• _Written instruction_: Please copy the listing below word for word, keeping every line unchanged.

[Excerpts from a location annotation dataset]
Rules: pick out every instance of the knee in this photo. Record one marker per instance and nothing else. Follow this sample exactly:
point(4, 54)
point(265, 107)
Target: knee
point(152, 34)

• _Response to the exercise_:
Rules: pick out every instance of the knee in this photo. Record one marker per instance and nothing else. Follow this sample exactly:
point(4, 54)
point(265, 107)
Target: knee
point(152, 34)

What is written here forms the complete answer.